● 书面指示 1:
请把整数集合划分题中从"Given a set"到"exactly one space."的这一段一字不差地重新输入。
● 书面指示 2:
根据整数集合划分题，判断以下说法是否成立，逐条回答"是"或"否"，并原样引出题中起决定作用的原文：(a) 每个输入文件包含多个测试用例；(b) 输入的 N 个正整数在下一行给出，以空格分隔；(c) 输出的两个数之间恰好用一个空格隔开。
● 书面指示 3:
从整数集合划分题最后一句之后接着往下续写。

● 源文档:

____________

1113 Integer Set Partition (25point(s)) - C語言 PAT 甲級

1113 Integer Set Partition (25point(s))

Given a set of N (>1) positive integers, you are supposed to partition them into two disjoint sets A₁ and A​₂ of n​₁​​ and n​₂​​ numbers, respectively. Let S₁​​ and S₂ denote the sums of all the numbers in A₁​​ and A₂​​, respectively. You are supposed to make the partition so that ∣n₁​​−n₂​​∣ is minimized first, and then ∣S₁​​−S​₂​​∣ is maximized.

Input Specification:

Each input file contains one test case. For each case, the first line gives an integer N (2≤N≤10⁵​), and then N positive integers follow in the next line, separated by spaces. It is guaranteed that all the integers and their sum are less than 2³¹.

Output Specification:

For each case, print in a line two numbers: ∣n₁​​−n₂​​∣ and ∣S₁​​−S​₂​​∣, separated by exactly one space.

____________

● 数据摘录:
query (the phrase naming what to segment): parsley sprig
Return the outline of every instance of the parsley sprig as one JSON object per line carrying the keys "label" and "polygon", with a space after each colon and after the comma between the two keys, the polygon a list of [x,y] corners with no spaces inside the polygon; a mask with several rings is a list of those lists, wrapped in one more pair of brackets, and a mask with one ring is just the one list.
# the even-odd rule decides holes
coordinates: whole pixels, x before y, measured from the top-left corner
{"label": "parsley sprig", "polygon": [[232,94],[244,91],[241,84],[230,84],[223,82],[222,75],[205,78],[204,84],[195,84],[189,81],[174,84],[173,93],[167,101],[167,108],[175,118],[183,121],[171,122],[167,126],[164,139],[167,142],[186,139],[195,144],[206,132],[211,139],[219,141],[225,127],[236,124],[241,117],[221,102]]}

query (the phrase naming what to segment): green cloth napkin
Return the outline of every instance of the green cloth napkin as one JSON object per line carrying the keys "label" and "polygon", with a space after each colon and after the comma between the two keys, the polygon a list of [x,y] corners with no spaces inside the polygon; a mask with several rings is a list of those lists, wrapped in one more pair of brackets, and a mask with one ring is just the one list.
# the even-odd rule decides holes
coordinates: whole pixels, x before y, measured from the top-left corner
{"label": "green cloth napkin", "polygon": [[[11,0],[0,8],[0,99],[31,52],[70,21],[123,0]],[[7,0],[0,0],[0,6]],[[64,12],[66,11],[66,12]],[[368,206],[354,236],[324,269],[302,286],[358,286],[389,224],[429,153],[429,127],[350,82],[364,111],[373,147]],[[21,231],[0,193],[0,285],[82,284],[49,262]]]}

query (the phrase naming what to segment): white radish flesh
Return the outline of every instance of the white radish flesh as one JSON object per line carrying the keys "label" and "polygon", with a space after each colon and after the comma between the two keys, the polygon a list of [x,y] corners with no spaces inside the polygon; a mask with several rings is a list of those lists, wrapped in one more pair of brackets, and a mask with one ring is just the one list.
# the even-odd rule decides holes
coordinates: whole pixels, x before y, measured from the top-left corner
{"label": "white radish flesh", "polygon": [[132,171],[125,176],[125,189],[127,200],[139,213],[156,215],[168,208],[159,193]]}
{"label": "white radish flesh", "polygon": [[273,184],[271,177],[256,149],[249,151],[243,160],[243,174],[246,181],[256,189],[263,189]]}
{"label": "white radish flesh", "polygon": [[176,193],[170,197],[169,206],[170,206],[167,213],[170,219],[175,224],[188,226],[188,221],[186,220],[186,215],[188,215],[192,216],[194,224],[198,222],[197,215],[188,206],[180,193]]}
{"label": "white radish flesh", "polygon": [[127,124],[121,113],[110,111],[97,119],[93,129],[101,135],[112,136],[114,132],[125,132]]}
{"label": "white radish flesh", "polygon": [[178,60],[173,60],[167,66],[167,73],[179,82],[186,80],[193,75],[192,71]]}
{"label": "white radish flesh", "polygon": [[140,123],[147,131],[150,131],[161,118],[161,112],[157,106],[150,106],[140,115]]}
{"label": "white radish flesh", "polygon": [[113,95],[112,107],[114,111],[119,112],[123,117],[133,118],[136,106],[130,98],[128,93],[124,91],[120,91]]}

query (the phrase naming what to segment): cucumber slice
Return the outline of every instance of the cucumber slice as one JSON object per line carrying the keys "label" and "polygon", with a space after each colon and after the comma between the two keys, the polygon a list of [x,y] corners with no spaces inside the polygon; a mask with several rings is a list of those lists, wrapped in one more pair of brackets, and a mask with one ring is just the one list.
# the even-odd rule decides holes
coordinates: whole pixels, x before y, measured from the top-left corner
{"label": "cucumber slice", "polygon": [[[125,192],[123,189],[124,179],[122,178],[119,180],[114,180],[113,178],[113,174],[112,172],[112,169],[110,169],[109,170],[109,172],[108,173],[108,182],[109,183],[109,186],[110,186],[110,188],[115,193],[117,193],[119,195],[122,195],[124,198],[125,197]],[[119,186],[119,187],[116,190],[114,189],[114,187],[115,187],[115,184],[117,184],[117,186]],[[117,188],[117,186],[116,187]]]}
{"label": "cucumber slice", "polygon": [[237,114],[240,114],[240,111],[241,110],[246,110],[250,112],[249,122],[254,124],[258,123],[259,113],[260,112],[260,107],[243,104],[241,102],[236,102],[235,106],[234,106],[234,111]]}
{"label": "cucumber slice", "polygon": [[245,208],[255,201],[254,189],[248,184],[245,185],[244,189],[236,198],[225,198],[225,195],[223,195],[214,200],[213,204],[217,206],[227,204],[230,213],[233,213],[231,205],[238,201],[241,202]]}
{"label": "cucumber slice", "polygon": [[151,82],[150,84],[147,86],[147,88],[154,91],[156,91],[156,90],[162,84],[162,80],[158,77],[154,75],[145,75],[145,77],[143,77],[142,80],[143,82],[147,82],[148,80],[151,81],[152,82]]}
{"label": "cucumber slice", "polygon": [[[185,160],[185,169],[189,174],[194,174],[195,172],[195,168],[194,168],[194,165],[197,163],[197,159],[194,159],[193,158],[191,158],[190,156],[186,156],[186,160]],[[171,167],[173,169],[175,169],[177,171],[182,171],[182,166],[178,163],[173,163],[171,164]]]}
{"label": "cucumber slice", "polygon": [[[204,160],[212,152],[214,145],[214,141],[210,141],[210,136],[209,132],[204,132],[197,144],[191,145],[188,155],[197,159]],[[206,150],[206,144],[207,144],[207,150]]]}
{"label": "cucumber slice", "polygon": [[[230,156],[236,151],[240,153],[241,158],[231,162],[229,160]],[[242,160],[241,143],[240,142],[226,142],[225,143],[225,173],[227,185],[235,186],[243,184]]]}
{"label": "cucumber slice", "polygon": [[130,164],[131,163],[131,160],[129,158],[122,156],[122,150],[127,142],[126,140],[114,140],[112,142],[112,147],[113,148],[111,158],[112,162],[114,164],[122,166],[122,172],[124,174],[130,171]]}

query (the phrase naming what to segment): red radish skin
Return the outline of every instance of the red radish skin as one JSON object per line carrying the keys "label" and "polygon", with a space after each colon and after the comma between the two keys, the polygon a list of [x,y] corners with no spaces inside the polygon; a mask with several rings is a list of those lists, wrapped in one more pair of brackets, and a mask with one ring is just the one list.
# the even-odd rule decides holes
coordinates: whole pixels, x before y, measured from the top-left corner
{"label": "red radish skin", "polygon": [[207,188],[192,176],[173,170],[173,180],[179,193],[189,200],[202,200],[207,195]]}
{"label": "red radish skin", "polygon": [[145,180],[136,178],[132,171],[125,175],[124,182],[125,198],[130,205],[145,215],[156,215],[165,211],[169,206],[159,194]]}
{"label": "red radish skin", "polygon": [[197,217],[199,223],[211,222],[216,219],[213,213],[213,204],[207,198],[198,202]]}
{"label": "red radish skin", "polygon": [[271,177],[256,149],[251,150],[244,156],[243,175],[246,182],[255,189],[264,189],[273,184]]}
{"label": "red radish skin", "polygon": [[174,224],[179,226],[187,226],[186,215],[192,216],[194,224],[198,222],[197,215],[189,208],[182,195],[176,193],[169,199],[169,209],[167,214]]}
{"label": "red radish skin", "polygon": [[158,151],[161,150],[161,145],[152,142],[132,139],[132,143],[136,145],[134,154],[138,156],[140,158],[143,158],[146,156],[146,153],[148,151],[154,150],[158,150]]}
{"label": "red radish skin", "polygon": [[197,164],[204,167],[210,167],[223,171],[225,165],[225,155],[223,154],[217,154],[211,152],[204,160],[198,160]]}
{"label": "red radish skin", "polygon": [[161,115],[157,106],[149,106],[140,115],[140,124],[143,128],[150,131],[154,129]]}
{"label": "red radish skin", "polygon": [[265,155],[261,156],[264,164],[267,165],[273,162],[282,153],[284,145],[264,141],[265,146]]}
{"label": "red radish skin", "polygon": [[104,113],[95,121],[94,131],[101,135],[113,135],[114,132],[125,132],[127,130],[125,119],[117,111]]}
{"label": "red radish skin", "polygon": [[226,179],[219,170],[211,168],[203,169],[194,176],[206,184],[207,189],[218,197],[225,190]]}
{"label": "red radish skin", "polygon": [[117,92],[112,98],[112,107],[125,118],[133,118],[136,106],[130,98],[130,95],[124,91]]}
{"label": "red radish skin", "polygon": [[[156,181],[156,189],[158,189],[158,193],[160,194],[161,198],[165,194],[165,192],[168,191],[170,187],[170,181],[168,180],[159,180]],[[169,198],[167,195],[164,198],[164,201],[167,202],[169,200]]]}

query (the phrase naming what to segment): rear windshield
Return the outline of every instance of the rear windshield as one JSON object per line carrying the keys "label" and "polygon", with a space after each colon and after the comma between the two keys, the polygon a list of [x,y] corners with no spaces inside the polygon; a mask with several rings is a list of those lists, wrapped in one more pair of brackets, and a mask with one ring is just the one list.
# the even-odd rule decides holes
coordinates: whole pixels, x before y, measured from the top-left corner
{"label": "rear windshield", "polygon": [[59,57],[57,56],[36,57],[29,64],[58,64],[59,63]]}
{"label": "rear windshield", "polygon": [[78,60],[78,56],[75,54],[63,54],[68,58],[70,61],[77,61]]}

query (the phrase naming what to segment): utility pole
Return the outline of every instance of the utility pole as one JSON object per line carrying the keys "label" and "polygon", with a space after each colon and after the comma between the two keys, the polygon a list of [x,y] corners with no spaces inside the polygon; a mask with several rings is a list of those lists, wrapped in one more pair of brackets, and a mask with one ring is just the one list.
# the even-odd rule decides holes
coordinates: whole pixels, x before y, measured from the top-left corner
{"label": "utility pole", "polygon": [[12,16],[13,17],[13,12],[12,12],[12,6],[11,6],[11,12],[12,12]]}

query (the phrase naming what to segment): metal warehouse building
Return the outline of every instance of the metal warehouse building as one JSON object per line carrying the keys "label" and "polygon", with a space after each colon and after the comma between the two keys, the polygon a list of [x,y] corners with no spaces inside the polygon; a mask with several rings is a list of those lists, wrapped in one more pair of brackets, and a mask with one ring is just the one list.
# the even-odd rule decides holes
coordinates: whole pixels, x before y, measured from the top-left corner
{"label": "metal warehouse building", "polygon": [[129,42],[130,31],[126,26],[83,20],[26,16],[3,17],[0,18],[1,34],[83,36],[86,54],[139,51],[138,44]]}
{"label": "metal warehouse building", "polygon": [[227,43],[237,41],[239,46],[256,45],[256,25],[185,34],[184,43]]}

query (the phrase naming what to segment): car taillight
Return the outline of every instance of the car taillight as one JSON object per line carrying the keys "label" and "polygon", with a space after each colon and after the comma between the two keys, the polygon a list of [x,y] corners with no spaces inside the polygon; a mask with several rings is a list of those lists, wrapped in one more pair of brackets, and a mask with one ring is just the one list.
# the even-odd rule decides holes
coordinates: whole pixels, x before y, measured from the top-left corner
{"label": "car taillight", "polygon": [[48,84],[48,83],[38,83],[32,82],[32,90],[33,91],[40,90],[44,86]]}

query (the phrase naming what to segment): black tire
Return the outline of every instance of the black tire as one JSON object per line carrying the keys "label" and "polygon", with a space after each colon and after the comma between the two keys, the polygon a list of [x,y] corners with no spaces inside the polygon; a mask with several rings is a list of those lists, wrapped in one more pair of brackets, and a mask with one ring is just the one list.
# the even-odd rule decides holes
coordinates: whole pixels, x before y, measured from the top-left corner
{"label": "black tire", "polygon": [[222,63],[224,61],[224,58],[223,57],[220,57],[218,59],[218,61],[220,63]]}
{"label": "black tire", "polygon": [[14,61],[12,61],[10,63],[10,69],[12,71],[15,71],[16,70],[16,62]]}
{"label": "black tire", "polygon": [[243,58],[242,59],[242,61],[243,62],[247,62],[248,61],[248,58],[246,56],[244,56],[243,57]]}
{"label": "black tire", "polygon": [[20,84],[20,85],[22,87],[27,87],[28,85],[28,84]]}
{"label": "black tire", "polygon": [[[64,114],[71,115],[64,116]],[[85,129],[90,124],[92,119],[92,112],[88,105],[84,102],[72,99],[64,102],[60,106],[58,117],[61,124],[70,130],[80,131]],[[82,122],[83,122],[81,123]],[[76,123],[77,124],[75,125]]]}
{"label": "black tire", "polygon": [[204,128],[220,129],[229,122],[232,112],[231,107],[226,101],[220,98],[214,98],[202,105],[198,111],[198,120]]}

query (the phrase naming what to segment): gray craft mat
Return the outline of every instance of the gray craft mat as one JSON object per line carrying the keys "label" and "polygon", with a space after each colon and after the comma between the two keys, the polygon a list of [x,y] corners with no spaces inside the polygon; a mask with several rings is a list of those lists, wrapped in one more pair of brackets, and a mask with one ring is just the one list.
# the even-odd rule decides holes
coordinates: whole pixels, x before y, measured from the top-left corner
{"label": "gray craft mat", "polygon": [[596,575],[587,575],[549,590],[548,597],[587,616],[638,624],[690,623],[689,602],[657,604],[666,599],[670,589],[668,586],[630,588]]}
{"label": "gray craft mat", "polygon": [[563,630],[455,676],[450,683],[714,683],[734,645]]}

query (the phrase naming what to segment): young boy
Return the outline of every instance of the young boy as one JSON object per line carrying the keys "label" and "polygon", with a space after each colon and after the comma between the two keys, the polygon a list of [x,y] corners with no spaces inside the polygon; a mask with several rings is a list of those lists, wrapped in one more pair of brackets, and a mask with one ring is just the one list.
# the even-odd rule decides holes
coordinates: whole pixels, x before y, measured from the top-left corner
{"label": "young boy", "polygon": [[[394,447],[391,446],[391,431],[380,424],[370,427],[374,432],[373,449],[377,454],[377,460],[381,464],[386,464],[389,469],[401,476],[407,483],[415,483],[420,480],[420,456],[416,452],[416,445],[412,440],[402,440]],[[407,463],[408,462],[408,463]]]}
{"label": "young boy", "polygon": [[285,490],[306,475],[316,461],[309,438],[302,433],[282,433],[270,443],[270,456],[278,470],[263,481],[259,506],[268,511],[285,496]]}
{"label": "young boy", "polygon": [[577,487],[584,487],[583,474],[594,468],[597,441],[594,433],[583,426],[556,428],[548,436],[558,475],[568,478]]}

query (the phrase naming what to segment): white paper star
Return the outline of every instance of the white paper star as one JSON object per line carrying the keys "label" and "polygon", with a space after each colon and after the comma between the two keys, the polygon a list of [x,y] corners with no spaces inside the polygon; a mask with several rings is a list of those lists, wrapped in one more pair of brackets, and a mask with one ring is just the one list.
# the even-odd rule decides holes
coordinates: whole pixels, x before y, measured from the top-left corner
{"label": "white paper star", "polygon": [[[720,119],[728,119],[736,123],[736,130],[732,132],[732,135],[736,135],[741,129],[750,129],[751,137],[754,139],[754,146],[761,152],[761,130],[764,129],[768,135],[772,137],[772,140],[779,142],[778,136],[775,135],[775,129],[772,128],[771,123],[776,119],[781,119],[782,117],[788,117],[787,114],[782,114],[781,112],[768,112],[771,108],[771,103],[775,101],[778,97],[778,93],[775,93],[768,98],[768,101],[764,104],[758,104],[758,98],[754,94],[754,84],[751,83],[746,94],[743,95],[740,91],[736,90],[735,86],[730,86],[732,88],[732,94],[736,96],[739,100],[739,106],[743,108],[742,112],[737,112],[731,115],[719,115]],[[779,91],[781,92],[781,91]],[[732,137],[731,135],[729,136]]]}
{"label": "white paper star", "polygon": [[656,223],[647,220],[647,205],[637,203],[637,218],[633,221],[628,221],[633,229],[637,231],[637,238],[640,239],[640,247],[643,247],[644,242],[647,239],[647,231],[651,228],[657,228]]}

____________

● 回复 1:
Given a set of N (>1) positive integers, you are supposed to partition them into two disjoint sets A₁ and A​₂ of n​₁​​ and n​₂​​ numbers, respectively. Let S₁​​ and S₂ denote the sums of all the numbers in A₁​​ and A₂​​, respectively. You are supposed to make the partition so that ∣n₁​​−n₂​​∣ is minimized first, and then ∣S₁​​−S​₂​​∣ is maximized.

Input Specification:

Each input file contains one test case. For each case, the first line gives an integer N (2≤N≤10⁵​), and then N positive integers follow in the next line, separated by spaces. It is guaranteed that all the integers and their sum are less than 2³¹.

Output Specification:

For each case, print in a line two numbers: ∣n₁​​−n₂​​∣ and ∣S₁​​−S​₂​​∣, separated by exactly one space.

● 回复 2:
(a) 否："Each input file contains one test case."
(b) 是："N positive integers follow in the next line, separated by spaces."
(c) 是："separated by exactly one space."

● 回复 3:
Sample Input:

10
23 8 10 99 46 2333 46 1 666 555

Sample Output:

0 3611

Sample Input:

13
110 79 218 69 3721 100 29 135 2 6 13 5188 85

Sample Output:

1 9359

題目大意：

輸入 N 個數，分爲兩個集合，使兩個集合元素個數相差最小，元素之和相差最大

輸出相差個數 ∣n₁​​−n₂​​∣，元素和的差 ∣S₁​​−S​₂​​∣

設計思路：

元素排序，前一半爲集合 1，後一半爲集合 2，計算輸出

編譯器：C (gcc)

#include <stdio.h>

int cmp(const void *a, const void *b)
{
        return *((int *)a) - *((int *)b);
}

int main(void)
{
        int n, a[100010];
        int i;
        int s1 = 0, s2 = 0;

        scanf("%d", &n);
        for (i = 0; i < n; i++)
                scanf("%d", a + i);
        qsort(a, n, sizeof(a[0]), cmp);
        for (i = 0; i < n / 2; i++)
                s1 += a[i];
        for (i; i < n; i++)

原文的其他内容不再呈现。